[GIVEN DATA]
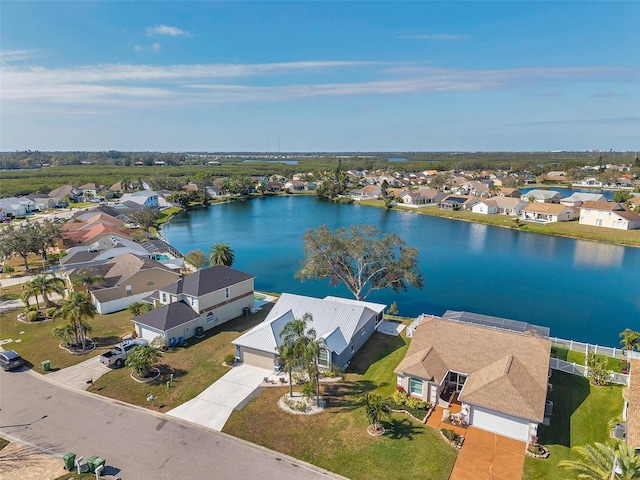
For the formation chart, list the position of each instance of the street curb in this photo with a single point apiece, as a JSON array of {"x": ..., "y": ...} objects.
[{"x": 267, "y": 451}]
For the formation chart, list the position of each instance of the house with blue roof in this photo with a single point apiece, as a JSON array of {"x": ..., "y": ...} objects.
[{"x": 342, "y": 326}]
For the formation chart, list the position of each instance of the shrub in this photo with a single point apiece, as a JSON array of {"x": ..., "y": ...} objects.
[{"x": 230, "y": 359}]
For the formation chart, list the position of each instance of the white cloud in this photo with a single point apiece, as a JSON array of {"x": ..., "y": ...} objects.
[
  {"x": 166, "y": 30},
  {"x": 433, "y": 36}
]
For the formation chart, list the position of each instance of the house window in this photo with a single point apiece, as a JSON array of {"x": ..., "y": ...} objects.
[
  {"x": 323, "y": 358},
  {"x": 415, "y": 386}
]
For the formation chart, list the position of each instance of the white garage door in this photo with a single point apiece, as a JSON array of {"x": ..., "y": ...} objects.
[
  {"x": 257, "y": 358},
  {"x": 500, "y": 423}
]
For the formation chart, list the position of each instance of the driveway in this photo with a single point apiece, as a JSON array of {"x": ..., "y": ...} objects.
[
  {"x": 213, "y": 407},
  {"x": 79, "y": 376},
  {"x": 487, "y": 456}
]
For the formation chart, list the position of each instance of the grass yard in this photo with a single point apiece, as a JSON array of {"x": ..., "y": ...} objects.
[
  {"x": 581, "y": 415},
  {"x": 337, "y": 439},
  {"x": 194, "y": 368},
  {"x": 37, "y": 344}
]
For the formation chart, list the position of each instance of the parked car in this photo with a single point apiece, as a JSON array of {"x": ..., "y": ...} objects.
[
  {"x": 118, "y": 354},
  {"x": 10, "y": 360}
]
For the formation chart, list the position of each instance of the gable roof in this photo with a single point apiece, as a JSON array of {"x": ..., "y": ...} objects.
[
  {"x": 335, "y": 320},
  {"x": 167, "y": 317},
  {"x": 207, "y": 280},
  {"x": 507, "y": 370}
]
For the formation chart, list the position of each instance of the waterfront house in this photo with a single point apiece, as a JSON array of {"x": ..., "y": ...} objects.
[
  {"x": 549, "y": 212},
  {"x": 542, "y": 196},
  {"x": 205, "y": 299},
  {"x": 342, "y": 326},
  {"x": 608, "y": 215},
  {"x": 127, "y": 279},
  {"x": 499, "y": 376}
]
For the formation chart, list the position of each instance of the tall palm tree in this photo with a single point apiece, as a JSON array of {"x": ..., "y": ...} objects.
[
  {"x": 599, "y": 462},
  {"x": 77, "y": 309},
  {"x": 43, "y": 284},
  {"x": 86, "y": 279},
  {"x": 221, "y": 254}
]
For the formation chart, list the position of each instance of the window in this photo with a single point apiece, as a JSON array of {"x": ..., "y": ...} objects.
[{"x": 415, "y": 386}]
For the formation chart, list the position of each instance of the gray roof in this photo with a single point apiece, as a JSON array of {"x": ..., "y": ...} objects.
[
  {"x": 167, "y": 316},
  {"x": 335, "y": 320},
  {"x": 207, "y": 281}
]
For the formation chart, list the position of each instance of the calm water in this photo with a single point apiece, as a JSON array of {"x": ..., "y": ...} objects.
[{"x": 581, "y": 290}]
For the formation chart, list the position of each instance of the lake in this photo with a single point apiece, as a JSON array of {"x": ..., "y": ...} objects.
[{"x": 582, "y": 290}]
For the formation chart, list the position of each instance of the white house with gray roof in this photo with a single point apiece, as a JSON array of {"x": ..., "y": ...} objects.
[
  {"x": 342, "y": 326},
  {"x": 205, "y": 299}
]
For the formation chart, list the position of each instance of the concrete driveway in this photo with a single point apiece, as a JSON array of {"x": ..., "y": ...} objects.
[
  {"x": 78, "y": 375},
  {"x": 213, "y": 406}
]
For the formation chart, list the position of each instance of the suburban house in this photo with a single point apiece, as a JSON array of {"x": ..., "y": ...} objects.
[
  {"x": 144, "y": 198},
  {"x": 205, "y": 299},
  {"x": 458, "y": 202},
  {"x": 127, "y": 279},
  {"x": 499, "y": 376},
  {"x": 342, "y": 326},
  {"x": 542, "y": 196},
  {"x": 609, "y": 215},
  {"x": 101, "y": 251},
  {"x": 549, "y": 212},
  {"x": 500, "y": 205},
  {"x": 576, "y": 199}
]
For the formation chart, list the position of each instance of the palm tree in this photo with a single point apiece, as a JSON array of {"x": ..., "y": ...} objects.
[
  {"x": 142, "y": 358},
  {"x": 77, "y": 309},
  {"x": 630, "y": 339},
  {"x": 86, "y": 279},
  {"x": 375, "y": 408},
  {"x": 43, "y": 284},
  {"x": 599, "y": 462},
  {"x": 221, "y": 254}
]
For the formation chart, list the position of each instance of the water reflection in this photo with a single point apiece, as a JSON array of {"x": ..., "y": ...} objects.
[{"x": 594, "y": 254}]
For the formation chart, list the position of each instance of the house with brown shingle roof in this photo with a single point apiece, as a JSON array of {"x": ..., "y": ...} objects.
[
  {"x": 608, "y": 215},
  {"x": 499, "y": 376},
  {"x": 549, "y": 212}
]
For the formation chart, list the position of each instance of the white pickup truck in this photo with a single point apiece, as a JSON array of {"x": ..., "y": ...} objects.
[{"x": 118, "y": 354}]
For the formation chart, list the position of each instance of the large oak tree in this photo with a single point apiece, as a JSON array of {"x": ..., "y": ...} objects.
[{"x": 361, "y": 258}]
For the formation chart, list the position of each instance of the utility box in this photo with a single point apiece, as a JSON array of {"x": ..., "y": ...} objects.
[{"x": 69, "y": 460}]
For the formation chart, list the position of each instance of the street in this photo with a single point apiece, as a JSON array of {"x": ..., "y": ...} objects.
[{"x": 137, "y": 444}]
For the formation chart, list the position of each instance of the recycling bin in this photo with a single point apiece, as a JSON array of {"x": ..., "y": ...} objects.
[{"x": 69, "y": 460}]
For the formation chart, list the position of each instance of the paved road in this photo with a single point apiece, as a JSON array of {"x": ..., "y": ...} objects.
[{"x": 137, "y": 445}]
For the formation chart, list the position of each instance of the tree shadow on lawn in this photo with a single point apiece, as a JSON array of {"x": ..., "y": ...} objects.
[
  {"x": 569, "y": 392},
  {"x": 401, "y": 428}
]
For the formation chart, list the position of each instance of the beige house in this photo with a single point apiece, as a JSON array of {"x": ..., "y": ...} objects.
[
  {"x": 128, "y": 279},
  {"x": 196, "y": 302},
  {"x": 549, "y": 212},
  {"x": 608, "y": 215},
  {"x": 499, "y": 376}
]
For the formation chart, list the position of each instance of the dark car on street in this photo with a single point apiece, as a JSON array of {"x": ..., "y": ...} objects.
[{"x": 10, "y": 360}]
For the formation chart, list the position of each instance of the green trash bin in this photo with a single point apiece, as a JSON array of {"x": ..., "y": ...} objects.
[
  {"x": 69, "y": 461},
  {"x": 91, "y": 464}
]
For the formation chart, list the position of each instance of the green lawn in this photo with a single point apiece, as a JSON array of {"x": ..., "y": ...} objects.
[
  {"x": 581, "y": 415},
  {"x": 337, "y": 439},
  {"x": 194, "y": 368},
  {"x": 37, "y": 344}
]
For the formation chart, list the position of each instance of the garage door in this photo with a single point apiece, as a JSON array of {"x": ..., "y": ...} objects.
[
  {"x": 257, "y": 358},
  {"x": 500, "y": 423}
]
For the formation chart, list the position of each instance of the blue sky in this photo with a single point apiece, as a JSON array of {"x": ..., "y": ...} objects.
[{"x": 319, "y": 76}]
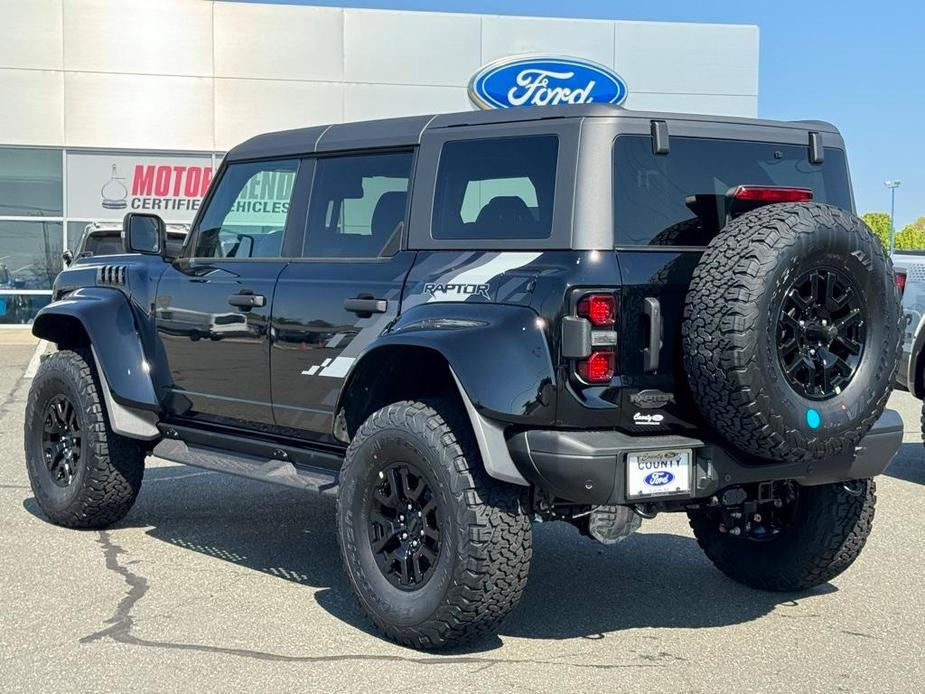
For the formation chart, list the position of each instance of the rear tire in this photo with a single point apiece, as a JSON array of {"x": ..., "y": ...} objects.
[
  {"x": 82, "y": 474},
  {"x": 476, "y": 529},
  {"x": 828, "y": 531}
]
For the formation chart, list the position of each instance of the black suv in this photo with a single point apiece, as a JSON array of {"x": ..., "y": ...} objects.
[{"x": 462, "y": 323}]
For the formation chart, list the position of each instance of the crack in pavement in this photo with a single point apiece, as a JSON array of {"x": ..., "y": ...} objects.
[{"x": 121, "y": 625}]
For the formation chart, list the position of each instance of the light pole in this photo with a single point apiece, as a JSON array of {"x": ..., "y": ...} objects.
[{"x": 892, "y": 185}]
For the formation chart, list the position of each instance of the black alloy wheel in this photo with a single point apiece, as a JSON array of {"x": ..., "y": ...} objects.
[
  {"x": 404, "y": 530},
  {"x": 61, "y": 440},
  {"x": 821, "y": 333}
]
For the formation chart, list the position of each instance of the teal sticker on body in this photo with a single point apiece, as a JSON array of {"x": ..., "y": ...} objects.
[{"x": 813, "y": 419}]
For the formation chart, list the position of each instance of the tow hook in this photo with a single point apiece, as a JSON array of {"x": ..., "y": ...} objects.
[
  {"x": 854, "y": 487},
  {"x": 753, "y": 512}
]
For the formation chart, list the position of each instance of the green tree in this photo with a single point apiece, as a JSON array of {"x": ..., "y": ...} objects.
[
  {"x": 879, "y": 222},
  {"x": 911, "y": 236}
]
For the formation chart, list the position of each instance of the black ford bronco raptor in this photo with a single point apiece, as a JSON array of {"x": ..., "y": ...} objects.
[{"x": 463, "y": 323}]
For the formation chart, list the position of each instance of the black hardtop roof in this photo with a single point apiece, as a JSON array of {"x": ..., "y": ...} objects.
[{"x": 407, "y": 131}]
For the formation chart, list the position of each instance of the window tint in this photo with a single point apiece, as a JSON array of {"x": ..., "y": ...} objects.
[
  {"x": 502, "y": 188},
  {"x": 246, "y": 216},
  {"x": 357, "y": 206},
  {"x": 678, "y": 199}
]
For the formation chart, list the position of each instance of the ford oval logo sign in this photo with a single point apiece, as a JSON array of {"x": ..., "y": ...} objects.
[
  {"x": 658, "y": 478},
  {"x": 545, "y": 81}
]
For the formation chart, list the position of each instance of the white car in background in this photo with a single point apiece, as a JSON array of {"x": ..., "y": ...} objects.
[{"x": 910, "y": 278}]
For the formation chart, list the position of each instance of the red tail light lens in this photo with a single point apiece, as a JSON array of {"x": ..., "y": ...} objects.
[
  {"x": 771, "y": 194},
  {"x": 598, "y": 368},
  {"x": 600, "y": 309}
]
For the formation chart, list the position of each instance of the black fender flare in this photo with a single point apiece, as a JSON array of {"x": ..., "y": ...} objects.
[
  {"x": 124, "y": 371},
  {"x": 499, "y": 357}
]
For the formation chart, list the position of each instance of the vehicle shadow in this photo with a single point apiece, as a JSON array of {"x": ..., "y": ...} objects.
[
  {"x": 909, "y": 464},
  {"x": 577, "y": 588}
]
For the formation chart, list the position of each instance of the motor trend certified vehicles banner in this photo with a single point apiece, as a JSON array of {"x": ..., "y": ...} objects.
[{"x": 103, "y": 186}]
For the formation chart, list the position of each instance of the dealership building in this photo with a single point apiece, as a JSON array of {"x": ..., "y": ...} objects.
[{"x": 113, "y": 106}]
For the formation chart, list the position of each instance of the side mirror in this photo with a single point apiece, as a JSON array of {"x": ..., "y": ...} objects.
[{"x": 144, "y": 233}]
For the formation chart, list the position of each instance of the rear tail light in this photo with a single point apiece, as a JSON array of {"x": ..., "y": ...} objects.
[
  {"x": 771, "y": 194},
  {"x": 600, "y": 309},
  {"x": 596, "y": 364},
  {"x": 597, "y": 368}
]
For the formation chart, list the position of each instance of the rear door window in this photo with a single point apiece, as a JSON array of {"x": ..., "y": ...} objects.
[
  {"x": 246, "y": 216},
  {"x": 498, "y": 188},
  {"x": 358, "y": 205},
  {"x": 678, "y": 199}
]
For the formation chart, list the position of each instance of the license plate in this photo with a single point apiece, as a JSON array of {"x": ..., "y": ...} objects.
[{"x": 658, "y": 473}]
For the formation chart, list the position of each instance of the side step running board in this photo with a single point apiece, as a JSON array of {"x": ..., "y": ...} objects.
[{"x": 258, "y": 468}]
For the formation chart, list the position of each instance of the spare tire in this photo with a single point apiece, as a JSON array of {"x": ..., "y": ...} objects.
[{"x": 791, "y": 332}]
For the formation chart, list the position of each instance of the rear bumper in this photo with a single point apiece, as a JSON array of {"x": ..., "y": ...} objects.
[{"x": 589, "y": 467}]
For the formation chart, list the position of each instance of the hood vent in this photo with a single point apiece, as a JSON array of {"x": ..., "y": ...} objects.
[{"x": 111, "y": 275}]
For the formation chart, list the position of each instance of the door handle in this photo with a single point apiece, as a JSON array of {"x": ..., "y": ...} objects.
[
  {"x": 365, "y": 306},
  {"x": 653, "y": 309},
  {"x": 247, "y": 300}
]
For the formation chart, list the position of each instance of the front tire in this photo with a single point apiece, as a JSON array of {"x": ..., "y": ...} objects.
[
  {"x": 82, "y": 474},
  {"x": 412, "y": 475},
  {"x": 825, "y": 534}
]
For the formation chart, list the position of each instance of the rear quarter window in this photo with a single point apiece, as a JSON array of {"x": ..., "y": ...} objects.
[
  {"x": 654, "y": 194},
  {"x": 497, "y": 188}
]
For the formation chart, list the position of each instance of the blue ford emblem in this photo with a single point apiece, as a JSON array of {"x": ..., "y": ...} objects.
[
  {"x": 545, "y": 81},
  {"x": 658, "y": 478}
]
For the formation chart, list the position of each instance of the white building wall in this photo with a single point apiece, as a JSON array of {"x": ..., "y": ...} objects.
[{"x": 197, "y": 75}]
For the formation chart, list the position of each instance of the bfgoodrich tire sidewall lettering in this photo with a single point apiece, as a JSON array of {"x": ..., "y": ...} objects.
[
  {"x": 400, "y": 606},
  {"x": 730, "y": 331},
  {"x": 872, "y": 375},
  {"x": 46, "y": 387}
]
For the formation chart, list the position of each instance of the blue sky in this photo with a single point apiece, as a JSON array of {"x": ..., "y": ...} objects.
[{"x": 860, "y": 65}]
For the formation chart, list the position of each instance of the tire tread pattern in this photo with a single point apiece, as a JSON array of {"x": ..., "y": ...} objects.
[
  {"x": 495, "y": 548},
  {"x": 720, "y": 351},
  {"x": 830, "y": 536},
  {"x": 114, "y": 464}
]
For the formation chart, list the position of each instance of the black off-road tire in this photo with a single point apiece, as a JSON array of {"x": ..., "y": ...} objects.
[
  {"x": 827, "y": 533},
  {"x": 731, "y": 324},
  {"x": 110, "y": 467},
  {"x": 486, "y": 538}
]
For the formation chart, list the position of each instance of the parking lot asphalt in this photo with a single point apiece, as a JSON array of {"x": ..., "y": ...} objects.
[{"x": 215, "y": 583}]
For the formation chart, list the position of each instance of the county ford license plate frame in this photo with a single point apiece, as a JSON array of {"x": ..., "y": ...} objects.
[{"x": 646, "y": 473}]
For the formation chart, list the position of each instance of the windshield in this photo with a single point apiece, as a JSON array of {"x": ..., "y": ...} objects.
[
  {"x": 678, "y": 199},
  {"x": 103, "y": 244}
]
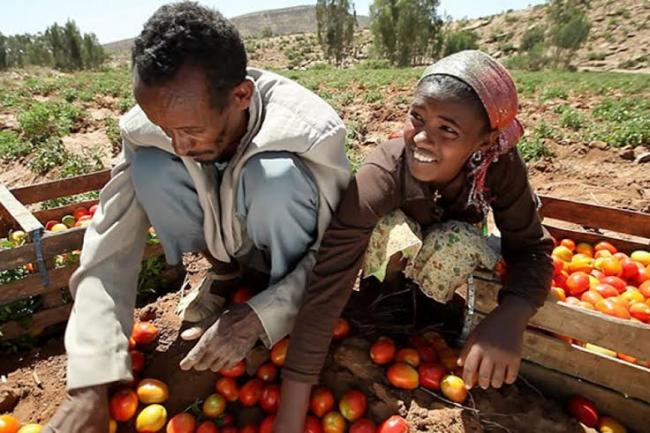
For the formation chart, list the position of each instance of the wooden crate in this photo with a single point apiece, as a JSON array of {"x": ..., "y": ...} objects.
[
  {"x": 15, "y": 215},
  {"x": 617, "y": 387}
]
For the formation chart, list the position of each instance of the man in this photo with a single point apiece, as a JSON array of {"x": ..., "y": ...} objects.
[{"x": 239, "y": 163}]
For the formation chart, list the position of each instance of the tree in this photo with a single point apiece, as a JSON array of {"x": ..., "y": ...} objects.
[
  {"x": 336, "y": 21},
  {"x": 406, "y": 31}
]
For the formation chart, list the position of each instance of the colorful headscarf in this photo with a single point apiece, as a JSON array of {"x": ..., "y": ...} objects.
[{"x": 495, "y": 88}]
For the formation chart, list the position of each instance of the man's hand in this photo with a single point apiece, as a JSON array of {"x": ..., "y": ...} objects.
[
  {"x": 492, "y": 354},
  {"x": 227, "y": 341},
  {"x": 85, "y": 410}
]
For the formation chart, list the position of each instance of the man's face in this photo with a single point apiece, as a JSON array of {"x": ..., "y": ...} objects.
[{"x": 182, "y": 108}]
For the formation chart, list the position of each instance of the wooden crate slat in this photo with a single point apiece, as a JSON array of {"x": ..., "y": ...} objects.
[
  {"x": 632, "y": 412},
  {"x": 14, "y": 210},
  {"x": 624, "y": 245},
  {"x": 619, "y": 335},
  {"x": 38, "y": 322},
  {"x": 59, "y": 212},
  {"x": 618, "y": 220},
  {"x": 61, "y": 188}
]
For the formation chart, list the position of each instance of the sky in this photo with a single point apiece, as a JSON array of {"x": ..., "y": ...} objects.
[{"x": 113, "y": 20}]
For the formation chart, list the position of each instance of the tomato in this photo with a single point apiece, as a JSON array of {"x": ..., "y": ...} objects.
[
  {"x": 151, "y": 419},
  {"x": 558, "y": 294},
  {"x": 181, "y": 423},
  {"x": 583, "y": 410},
  {"x": 403, "y": 376},
  {"x": 383, "y": 351},
  {"x": 266, "y": 426},
  {"x": 592, "y": 297},
  {"x": 333, "y": 422},
  {"x": 431, "y": 376},
  {"x": 610, "y": 425},
  {"x": 137, "y": 361},
  {"x": 214, "y": 405},
  {"x": 270, "y": 399},
  {"x": 322, "y": 401},
  {"x": 123, "y": 404},
  {"x": 241, "y": 295},
  {"x": 144, "y": 332},
  {"x": 453, "y": 388},
  {"x": 152, "y": 391},
  {"x": 251, "y": 392},
  {"x": 9, "y": 424},
  {"x": 577, "y": 283},
  {"x": 228, "y": 388},
  {"x": 267, "y": 372},
  {"x": 605, "y": 290},
  {"x": 207, "y": 427},
  {"x": 279, "y": 352},
  {"x": 312, "y": 425},
  {"x": 640, "y": 311},
  {"x": 353, "y": 405},
  {"x": 568, "y": 243},
  {"x": 394, "y": 424},
  {"x": 409, "y": 356},
  {"x": 342, "y": 329},
  {"x": 235, "y": 371},
  {"x": 363, "y": 425}
]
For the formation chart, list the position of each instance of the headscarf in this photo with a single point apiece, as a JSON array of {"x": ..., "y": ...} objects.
[{"x": 495, "y": 88}]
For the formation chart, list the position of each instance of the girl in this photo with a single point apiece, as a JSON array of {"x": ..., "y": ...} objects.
[{"x": 419, "y": 197}]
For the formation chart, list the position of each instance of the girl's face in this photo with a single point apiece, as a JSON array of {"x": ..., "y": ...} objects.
[{"x": 440, "y": 134}]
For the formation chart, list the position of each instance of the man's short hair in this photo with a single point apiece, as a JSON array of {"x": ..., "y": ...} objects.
[{"x": 186, "y": 33}]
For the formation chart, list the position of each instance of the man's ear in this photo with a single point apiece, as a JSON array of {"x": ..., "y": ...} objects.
[{"x": 242, "y": 94}]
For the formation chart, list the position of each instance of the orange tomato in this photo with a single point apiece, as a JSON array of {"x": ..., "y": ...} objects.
[
  {"x": 9, "y": 424},
  {"x": 123, "y": 404},
  {"x": 321, "y": 402},
  {"x": 279, "y": 352},
  {"x": 181, "y": 423},
  {"x": 383, "y": 351},
  {"x": 152, "y": 391},
  {"x": 403, "y": 376},
  {"x": 453, "y": 388}
]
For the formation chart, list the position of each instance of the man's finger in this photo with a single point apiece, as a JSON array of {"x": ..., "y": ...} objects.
[
  {"x": 485, "y": 372},
  {"x": 471, "y": 367}
]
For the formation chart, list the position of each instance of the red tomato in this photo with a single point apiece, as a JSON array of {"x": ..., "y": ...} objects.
[
  {"x": 241, "y": 295},
  {"x": 279, "y": 352},
  {"x": 333, "y": 422},
  {"x": 394, "y": 424},
  {"x": 363, "y": 426},
  {"x": 181, "y": 423},
  {"x": 207, "y": 427},
  {"x": 312, "y": 425},
  {"x": 144, "y": 332},
  {"x": 431, "y": 375},
  {"x": 267, "y": 372},
  {"x": 251, "y": 392},
  {"x": 235, "y": 371},
  {"x": 123, "y": 404},
  {"x": 267, "y": 424},
  {"x": 577, "y": 283},
  {"x": 402, "y": 376},
  {"x": 322, "y": 401},
  {"x": 137, "y": 360},
  {"x": 383, "y": 351},
  {"x": 353, "y": 405},
  {"x": 342, "y": 329},
  {"x": 227, "y": 387},
  {"x": 584, "y": 411},
  {"x": 270, "y": 399}
]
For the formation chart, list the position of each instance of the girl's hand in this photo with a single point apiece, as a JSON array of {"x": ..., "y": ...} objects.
[
  {"x": 293, "y": 407},
  {"x": 492, "y": 354}
]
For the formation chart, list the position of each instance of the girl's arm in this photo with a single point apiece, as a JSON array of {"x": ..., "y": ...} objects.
[{"x": 370, "y": 195}]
[/GIVEN DATA]
**BRIEF:** From the line containing "the man's short" down to the last line of the data, transcribe every line exactly; nothing else should appear.

**TASK ANSWER:**
For the formation chart, list the position of each instance of the man's short hair in this photo with a single point apiece, as a JSON array of {"x": ..., "y": ...} objects.
[{"x": 186, "y": 33}]
For the formation chart, list the position of each instance of the man's ear in this photo with a single point apiece, as a JSON array of {"x": ..., "y": ...} objects.
[{"x": 242, "y": 94}]
For the formation chart, list the position of each instance of the orange tomato in this photo with a single point apiece, as a JSON array of {"x": ..., "y": ...} objects.
[
  {"x": 9, "y": 424},
  {"x": 123, "y": 404},
  {"x": 321, "y": 402},
  {"x": 279, "y": 352},
  {"x": 181, "y": 423},
  {"x": 383, "y": 351},
  {"x": 152, "y": 391},
  {"x": 403, "y": 376},
  {"x": 453, "y": 388}
]
For the formation chart, list the position of each instance of the man's finger in this photo with a single point apiece, as a JSON array of {"x": ..., "y": ...} objects.
[
  {"x": 485, "y": 372},
  {"x": 471, "y": 367}
]
For the formation chart, list the position of each instance of the red tomato in this photo with a single point apiece, as a JSON array of {"x": ..., "y": ...} objects.
[
  {"x": 241, "y": 295},
  {"x": 279, "y": 352},
  {"x": 333, "y": 422},
  {"x": 394, "y": 424},
  {"x": 363, "y": 426},
  {"x": 181, "y": 423},
  {"x": 207, "y": 427},
  {"x": 312, "y": 425},
  {"x": 144, "y": 332},
  {"x": 431, "y": 375},
  {"x": 267, "y": 372},
  {"x": 251, "y": 392},
  {"x": 235, "y": 371},
  {"x": 123, "y": 404},
  {"x": 267, "y": 424},
  {"x": 577, "y": 283},
  {"x": 402, "y": 376},
  {"x": 322, "y": 401},
  {"x": 137, "y": 360},
  {"x": 383, "y": 351},
  {"x": 353, "y": 405},
  {"x": 342, "y": 329},
  {"x": 227, "y": 387},
  {"x": 584, "y": 411},
  {"x": 270, "y": 399}
]
For the formation chart, list the position of each instance of the girl's hand in this photo with a single point apiece, as a JSON array of {"x": ..., "y": ...} objects.
[
  {"x": 293, "y": 407},
  {"x": 492, "y": 354}
]
For the formation chart, list the position of each instance of the girl's arm in this photo with a single point apiece, as a JSON array of {"x": ..., "y": ...} objects.
[{"x": 370, "y": 195}]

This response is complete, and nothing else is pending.